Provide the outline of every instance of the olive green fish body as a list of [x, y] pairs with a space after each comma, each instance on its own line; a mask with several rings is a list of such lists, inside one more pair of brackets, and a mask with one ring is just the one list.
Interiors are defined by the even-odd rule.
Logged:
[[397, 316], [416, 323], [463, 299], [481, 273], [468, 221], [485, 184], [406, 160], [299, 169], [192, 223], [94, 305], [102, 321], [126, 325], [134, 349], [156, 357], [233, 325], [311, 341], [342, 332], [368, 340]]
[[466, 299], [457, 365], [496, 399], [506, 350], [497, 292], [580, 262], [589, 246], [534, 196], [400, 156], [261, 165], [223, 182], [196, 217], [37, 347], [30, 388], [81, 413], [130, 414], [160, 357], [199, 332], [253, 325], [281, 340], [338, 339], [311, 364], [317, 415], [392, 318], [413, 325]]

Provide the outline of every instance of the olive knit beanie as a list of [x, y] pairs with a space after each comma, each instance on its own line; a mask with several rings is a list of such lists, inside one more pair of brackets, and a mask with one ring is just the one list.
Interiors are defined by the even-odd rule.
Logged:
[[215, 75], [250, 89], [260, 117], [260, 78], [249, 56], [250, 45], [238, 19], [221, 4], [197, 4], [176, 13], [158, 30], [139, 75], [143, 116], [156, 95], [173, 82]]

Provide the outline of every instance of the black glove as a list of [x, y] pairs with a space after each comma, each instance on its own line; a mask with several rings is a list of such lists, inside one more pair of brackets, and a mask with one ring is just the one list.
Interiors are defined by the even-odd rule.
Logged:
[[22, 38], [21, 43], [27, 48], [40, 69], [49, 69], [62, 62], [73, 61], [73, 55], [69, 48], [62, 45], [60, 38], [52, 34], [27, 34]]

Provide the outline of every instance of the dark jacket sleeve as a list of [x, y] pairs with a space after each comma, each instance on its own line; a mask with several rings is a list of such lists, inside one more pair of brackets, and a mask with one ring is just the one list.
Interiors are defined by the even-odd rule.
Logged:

> _Job_
Set out as a numbered list the lines of the rows from the first line through the line containing "318], [413, 325]]", both ends included, and omit any blank lines.

> _Finished task_
1. Provide the outline of every instance of the olive green fish body as a list of [x, y] pairs with a space after each comma, each instance on its own line; a mask with several rings is a list of such lists, inside one more pair of brackets, and a mask with one ring is just the one list.
2. Interiors are defined by the even-odd rule.
3. Logged:
4. [[397, 316], [416, 323], [463, 299], [481, 273], [468, 221], [485, 184], [406, 160], [299, 169], [192, 223], [94, 305], [102, 321], [126, 325], [134, 349], [156, 357], [233, 325], [311, 341], [342, 332], [368, 340]]
5. [[466, 299], [457, 365], [496, 399], [506, 350], [497, 292], [580, 262], [589, 246], [534, 196], [400, 156], [261, 165], [223, 182], [196, 217], [37, 347], [30, 388], [81, 413], [130, 414], [160, 357], [199, 332], [253, 325], [281, 340], [338, 339], [311, 364], [317, 415], [392, 318], [413, 325]]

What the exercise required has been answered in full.